◆ **Enunciado**: Transcreva sem alterações todo o trecho da reportagem sobre o Clube Caixeiral que vai de "JOSÉ MAURO BATISTA" até "do telhado desabou.".

◆ **Trecho selecionado**:
Paralelo 29

Caixeiral de Santa Maria completa 138 anos de fundação com prédio interditado e ruindo

Clube Caixeiral, agosto de 2009/Foto: Osvaldo Melo, Arquivo Pessoal

Sede do clube, que completará 98 anos em outubro, teve parte do telhado destelhado em 6 de fevereiro de 2018, e está interdita desde 2021

JOSÉ MAURO BATISTA – PARALELO 29*

Quem passa na Rua do Acampamento nº 39, no Centro de Santa Maria, certamente não deixará de reparar o estado de abandono do prédio do Clube Caixeiral, que está completando 138 anos de fundação nesta quarta-feira, 14 de fevereiro. A atual sede, no entanto, completará 98 anos em outubro.

Tombado provisoriamente como Patrimônio Histórico Municipal desde 18 de dezembro de 2019, o clube está fechado desde fevereiro de 2018, quando parte do telhado desabou.

Desde lá, o Caixeiral, carinhosamente chamado de Caxixa, deixou oficialmente de funcionar, com o fechamento do restaurante e da biblioteca, que já não funcionava.

Em meio a pendengas judiciais e à existência de um quadro com poucos sócios, o prédio do histórico Caxixa vai sofrendo com a ação do tempo. Na parte que fica na Rua Alberto Pasqualini (antiga Rua 24 Horas), o reboco das paredes está caindo e há plantas crescendo.

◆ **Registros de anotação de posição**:
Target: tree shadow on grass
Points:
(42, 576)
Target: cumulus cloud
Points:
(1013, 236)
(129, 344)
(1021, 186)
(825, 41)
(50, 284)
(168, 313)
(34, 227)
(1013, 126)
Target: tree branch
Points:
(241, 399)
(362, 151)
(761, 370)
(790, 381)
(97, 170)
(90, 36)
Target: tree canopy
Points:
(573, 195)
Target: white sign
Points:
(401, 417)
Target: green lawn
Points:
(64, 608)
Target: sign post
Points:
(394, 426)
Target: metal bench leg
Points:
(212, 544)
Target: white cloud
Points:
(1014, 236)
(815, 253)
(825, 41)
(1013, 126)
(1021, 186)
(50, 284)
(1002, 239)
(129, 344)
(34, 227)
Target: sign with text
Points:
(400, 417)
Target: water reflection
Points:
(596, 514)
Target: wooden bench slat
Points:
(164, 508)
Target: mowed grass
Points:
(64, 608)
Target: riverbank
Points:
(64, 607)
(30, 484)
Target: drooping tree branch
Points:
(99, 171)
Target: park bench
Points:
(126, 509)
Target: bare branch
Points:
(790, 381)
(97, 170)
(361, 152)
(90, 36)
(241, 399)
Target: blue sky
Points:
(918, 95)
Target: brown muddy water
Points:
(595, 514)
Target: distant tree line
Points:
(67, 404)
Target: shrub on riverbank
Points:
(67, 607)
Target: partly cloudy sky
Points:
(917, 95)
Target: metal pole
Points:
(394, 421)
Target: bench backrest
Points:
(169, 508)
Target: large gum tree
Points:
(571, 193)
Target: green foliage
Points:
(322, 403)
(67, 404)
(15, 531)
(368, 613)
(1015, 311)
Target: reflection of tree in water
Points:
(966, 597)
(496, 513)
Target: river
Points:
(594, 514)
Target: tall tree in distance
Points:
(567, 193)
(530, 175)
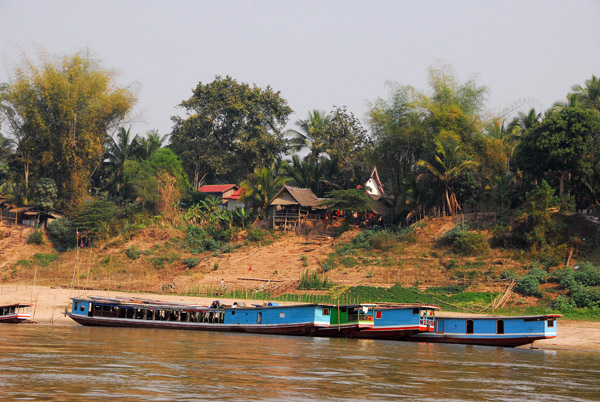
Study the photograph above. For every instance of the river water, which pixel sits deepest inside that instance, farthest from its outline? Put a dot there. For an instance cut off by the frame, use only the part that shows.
(71, 363)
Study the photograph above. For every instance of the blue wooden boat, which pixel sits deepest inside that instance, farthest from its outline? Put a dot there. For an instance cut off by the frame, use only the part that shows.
(15, 313)
(491, 330)
(398, 321)
(304, 319)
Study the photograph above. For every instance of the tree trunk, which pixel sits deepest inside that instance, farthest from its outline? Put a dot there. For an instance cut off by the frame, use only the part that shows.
(562, 184)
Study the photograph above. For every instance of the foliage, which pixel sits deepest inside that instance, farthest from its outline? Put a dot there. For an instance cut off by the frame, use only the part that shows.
(133, 252)
(141, 184)
(529, 284)
(160, 261)
(231, 130)
(562, 149)
(44, 259)
(62, 234)
(261, 187)
(534, 227)
(314, 281)
(255, 235)
(191, 262)
(60, 113)
(36, 237)
(463, 241)
(94, 219)
(582, 283)
(45, 194)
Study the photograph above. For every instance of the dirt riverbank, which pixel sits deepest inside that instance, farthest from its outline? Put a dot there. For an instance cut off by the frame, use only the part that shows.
(51, 303)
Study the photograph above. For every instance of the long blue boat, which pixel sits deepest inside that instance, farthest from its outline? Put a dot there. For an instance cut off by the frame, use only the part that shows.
(303, 319)
(491, 330)
(395, 321)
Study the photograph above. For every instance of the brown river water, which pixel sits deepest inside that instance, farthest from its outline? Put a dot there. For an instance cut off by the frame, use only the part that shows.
(72, 363)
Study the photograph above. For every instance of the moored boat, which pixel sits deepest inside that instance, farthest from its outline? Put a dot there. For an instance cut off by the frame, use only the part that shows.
(491, 330)
(15, 313)
(347, 320)
(303, 319)
(395, 321)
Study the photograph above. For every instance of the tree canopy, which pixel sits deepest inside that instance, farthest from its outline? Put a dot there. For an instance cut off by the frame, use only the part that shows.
(231, 128)
(60, 113)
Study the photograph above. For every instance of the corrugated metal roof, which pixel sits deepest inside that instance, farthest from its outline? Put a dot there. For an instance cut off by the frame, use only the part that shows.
(303, 196)
(216, 188)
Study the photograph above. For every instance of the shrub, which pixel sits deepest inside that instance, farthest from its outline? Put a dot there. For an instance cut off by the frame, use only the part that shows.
(191, 262)
(133, 253)
(382, 240)
(95, 218)
(255, 235)
(194, 237)
(465, 242)
(586, 297)
(529, 285)
(44, 259)
(62, 234)
(36, 237)
(313, 281)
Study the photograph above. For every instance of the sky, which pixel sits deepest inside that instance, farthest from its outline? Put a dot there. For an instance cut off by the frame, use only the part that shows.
(317, 53)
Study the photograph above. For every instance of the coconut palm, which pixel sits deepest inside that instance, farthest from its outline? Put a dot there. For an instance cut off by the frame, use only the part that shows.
(305, 174)
(313, 134)
(588, 95)
(146, 147)
(446, 168)
(261, 187)
(119, 150)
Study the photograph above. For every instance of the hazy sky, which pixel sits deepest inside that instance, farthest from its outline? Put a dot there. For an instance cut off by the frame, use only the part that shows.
(316, 53)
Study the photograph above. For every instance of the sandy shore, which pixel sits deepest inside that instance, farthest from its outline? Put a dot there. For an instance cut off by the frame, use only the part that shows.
(51, 303)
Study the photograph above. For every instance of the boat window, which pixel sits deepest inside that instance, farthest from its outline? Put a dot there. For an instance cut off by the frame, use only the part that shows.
(469, 326)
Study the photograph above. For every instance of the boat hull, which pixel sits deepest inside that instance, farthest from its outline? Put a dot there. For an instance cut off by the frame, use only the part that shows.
(14, 318)
(483, 341)
(300, 329)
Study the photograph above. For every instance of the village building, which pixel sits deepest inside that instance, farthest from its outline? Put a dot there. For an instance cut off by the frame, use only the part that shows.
(294, 208)
(232, 201)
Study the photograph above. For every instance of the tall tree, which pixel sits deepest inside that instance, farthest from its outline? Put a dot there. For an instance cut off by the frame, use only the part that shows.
(230, 130)
(313, 135)
(447, 166)
(261, 187)
(563, 148)
(588, 95)
(60, 113)
(348, 145)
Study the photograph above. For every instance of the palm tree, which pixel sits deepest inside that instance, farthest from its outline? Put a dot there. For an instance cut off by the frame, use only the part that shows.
(588, 95)
(446, 168)
(146, 147)
(305, 174)
(261, 187)
(313, 134)
(120, 150)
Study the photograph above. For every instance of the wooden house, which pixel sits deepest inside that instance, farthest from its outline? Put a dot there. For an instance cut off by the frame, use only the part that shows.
(294, 207)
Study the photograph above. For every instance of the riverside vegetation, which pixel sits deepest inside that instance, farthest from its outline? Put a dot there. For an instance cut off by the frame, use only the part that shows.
(477, 202)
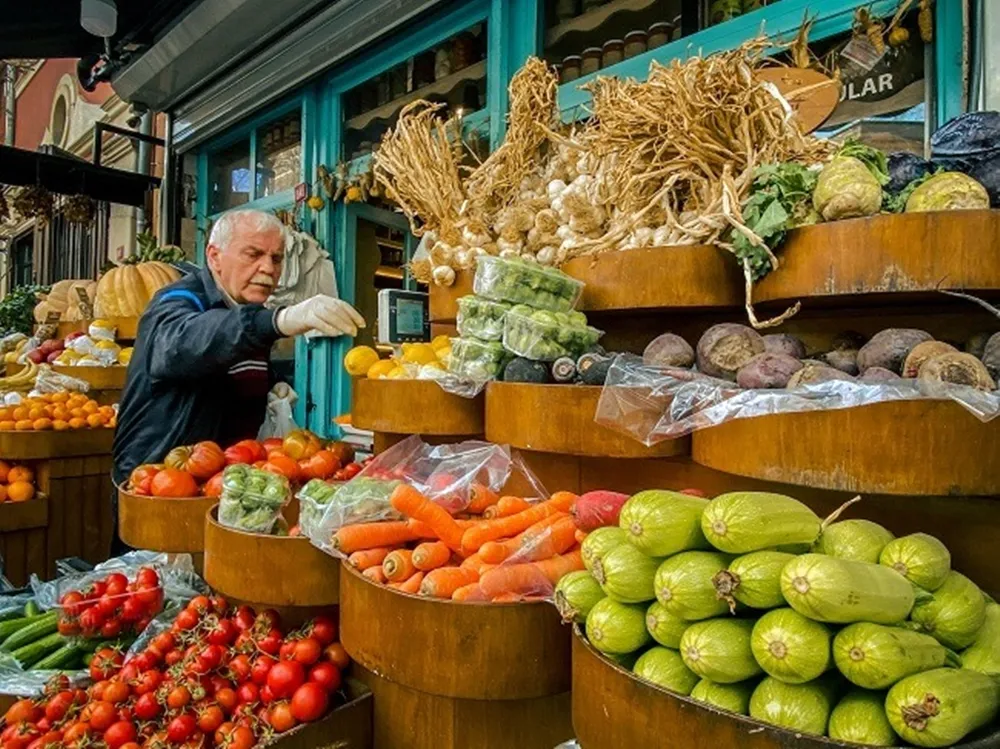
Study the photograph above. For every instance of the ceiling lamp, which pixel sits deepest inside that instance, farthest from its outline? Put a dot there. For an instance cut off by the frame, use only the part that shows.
(99, 17)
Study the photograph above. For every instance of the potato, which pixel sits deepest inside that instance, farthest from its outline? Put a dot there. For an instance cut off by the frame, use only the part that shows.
(844, 359)
(726, 347)
(889, 348)
(668, 350)
(958, 368)
(921, 353)
(878, 374)
(782, 343)
(768, 370)
(991, 356)
(811, 374)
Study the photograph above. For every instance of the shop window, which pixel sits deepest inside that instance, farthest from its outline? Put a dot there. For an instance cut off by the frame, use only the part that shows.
(452, 73)
(279, 155)
(229, 177)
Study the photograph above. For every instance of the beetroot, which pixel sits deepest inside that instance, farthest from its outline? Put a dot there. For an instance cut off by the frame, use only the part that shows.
(598, 509)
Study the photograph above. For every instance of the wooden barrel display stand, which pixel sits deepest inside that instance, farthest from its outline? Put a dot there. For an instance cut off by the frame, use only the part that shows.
(281, 572)
(73, 472)
(457, 675)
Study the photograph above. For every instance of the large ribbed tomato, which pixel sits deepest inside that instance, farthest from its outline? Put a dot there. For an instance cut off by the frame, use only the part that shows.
(202, 460)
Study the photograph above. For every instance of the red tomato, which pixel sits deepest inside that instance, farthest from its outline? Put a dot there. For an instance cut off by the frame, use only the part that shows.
(285, 677)
(326, 675)
(309, 702)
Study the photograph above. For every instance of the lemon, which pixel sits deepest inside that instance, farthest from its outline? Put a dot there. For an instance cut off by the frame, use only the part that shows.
(381, 368)
(359, 360)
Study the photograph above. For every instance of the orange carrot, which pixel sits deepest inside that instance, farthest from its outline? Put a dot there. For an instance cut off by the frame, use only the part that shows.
(352, 538)
(431, 555)
(398, 565)
(444, 581)
(362, 560)
(410, 584)
(480, 497)
(492, 530)
(470, 592)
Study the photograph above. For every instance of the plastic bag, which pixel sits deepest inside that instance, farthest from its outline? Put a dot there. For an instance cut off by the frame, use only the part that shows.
(279, 419)
(252, 499)
(652, 404)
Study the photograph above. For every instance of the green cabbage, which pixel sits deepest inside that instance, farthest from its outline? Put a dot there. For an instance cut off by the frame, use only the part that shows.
(683, 584)
(661, 523)
(754, 580)
(940, 707)
(984, 654)
(846, 189)
(626, 574)
(920, 558)
(739, 522)
(790, 647)
(874, 656)
(665, 668)
(860, 718)
(617, 628)
(858, 540)
(598, 543)
(576, 594)
(948, 191)
(719, 650)
(954, 612)
(798, 707)
(732, 697)
(664, 627)
(840, 591)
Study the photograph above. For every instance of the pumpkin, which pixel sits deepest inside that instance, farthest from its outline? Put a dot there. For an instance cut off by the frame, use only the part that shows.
(172, 482)
(125, 291)
(202, 460)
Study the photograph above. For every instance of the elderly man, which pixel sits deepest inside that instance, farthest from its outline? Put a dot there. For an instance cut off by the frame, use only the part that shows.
(200, 366)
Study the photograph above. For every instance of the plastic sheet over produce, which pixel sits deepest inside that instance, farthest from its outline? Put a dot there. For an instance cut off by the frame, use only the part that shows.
(652, 404)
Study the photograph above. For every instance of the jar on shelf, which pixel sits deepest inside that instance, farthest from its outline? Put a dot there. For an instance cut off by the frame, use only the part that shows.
(423, 69)
(636, 42)
(442, 63)
(571, 68)
(659, 34)
(590, 61)
(566, 10)
(612, 53)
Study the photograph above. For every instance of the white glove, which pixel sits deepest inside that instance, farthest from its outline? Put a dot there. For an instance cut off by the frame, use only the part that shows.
(320, 315)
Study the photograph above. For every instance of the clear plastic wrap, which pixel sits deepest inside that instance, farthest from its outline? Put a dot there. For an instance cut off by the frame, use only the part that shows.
(523, 282)
(546, 336)
(481, 318)
(652, 404)
(252, 499)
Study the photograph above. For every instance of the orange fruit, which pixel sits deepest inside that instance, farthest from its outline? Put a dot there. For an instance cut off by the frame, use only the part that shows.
(20, 491)
(20, 473)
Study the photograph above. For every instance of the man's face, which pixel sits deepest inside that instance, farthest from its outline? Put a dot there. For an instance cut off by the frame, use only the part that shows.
(249, 267)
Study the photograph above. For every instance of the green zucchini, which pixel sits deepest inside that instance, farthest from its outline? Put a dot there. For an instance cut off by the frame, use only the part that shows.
(29, 654)
(66, 657)
(39, 627)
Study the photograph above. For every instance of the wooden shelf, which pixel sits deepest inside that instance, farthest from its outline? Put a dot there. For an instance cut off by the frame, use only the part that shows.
(414, 407)
(560, 419)
(899, 255)
(921, 447)
(441, 86)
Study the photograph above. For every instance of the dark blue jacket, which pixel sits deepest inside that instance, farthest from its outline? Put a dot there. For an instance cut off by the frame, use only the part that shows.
(199, 372)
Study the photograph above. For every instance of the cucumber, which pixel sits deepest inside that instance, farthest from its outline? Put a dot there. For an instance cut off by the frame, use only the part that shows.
(66, 657)
(39, 627)
(29, 654)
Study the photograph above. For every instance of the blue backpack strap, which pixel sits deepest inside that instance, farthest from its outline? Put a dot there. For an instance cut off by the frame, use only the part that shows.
(184, 294)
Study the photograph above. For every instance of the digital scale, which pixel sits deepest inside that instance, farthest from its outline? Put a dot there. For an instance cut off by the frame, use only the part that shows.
(403, 317)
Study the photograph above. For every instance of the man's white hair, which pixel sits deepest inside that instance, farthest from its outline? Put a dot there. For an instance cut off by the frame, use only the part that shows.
(222, 230)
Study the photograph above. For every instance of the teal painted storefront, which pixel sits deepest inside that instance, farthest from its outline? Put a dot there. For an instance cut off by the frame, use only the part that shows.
(515, 30)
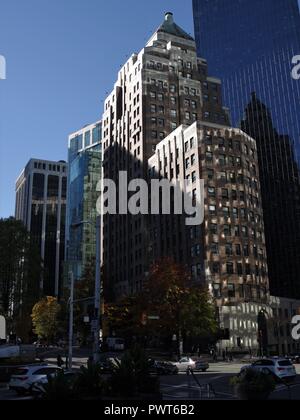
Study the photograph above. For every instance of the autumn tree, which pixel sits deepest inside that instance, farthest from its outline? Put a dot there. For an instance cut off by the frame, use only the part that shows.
(45, 318)
(20, 274)
(169, 305)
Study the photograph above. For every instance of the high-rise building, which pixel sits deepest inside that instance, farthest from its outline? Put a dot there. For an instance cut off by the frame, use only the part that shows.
(85, 169)
(250, 46)
(157, 90)
(281, 199)
(41, 205)
(227, 252)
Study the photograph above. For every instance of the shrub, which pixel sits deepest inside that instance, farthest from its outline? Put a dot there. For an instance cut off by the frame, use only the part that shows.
(254, 385)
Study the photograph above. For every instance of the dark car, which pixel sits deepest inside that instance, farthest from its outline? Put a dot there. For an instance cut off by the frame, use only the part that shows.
(163, 368)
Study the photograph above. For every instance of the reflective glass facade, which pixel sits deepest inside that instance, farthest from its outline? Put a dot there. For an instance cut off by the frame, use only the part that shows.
(85, 163)
(250, 46)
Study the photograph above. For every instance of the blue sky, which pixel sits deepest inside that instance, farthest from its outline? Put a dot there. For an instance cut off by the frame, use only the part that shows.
(62, 57)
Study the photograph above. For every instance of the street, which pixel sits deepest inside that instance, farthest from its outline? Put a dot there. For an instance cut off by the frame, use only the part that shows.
(183, 387)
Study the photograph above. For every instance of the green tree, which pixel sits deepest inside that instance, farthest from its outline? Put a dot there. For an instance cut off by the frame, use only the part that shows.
(168, 305)
(20, 273)
(45, 318)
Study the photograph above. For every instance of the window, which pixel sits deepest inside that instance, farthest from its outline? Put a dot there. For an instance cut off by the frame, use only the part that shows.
(231, 287)
(213, 228)
(217, 291)
(229, 250)
(154, 134)
(210, 174)
(212, 210)
(221, 141)
(153, 109)
(227, 230)
(173, 100)
(222, 160)
(245, 232)
(208, 140)
(209, 157)
(216, 268)
(215, 248)
(246, 251)
(173, 88)
(225, 194)
(239, 267)
(226, 211)
(238, 250)
(211, 192)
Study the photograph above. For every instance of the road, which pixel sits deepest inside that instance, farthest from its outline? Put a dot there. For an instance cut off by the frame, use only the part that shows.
(181, 387)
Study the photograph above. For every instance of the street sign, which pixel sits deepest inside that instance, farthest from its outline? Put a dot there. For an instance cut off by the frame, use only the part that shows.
(94, 326)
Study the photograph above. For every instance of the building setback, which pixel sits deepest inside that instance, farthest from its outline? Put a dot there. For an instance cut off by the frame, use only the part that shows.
(250, 46)
(227, 252)
(41, 205)
(85, 169)
(157, 90)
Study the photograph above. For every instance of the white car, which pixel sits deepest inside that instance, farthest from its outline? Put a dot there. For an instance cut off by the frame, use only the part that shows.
(282, 369)
(186, 363)
(25, 377)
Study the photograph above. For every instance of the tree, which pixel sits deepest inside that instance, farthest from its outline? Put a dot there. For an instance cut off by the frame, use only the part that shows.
(183, 309)
(20, 273)
(169, 305)
(45, 318)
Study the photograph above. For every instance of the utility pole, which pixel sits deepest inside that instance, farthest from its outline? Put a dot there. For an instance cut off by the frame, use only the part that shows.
(97, 309)
(71, 322)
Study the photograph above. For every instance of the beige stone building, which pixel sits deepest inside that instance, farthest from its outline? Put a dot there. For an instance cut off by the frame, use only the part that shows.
(227, 252)
(162, 87)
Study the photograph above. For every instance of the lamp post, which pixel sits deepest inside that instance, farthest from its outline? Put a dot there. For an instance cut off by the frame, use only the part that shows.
(97, 297)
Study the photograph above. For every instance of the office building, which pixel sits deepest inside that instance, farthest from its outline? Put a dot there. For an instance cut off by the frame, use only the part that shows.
(227, 252)
(250, 46)
(85, 169)
(41, 205)
(158, 89)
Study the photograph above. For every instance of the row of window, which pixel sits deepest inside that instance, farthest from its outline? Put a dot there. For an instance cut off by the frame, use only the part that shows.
(234, 212)
(240, 250)
(239, 269)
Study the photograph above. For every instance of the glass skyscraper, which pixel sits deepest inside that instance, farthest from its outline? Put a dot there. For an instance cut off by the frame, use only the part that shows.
(250, 46)
(85, 165)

◆ **Resposta**:
JOSÉ MAURO BATISTA – PARALELO 29*

Quem passa na Rua do Acampamento nº 39, no Centro de Santa Maria, certamente não deixará de reparar o estado de abandono do prédio do Clube Caixeiral, que está completando 138 anos de fundação nesta quarta-feira, 14 de fevereiro. A atual sede, no entanto, completará 98 anos em outubro.

Tombado provisoriamente como Patrimônio Histórico Municipal desde 18 de dezembro de 2019, o clube está fechado desde fevereiro de 2018, quando parte do telhado desabou.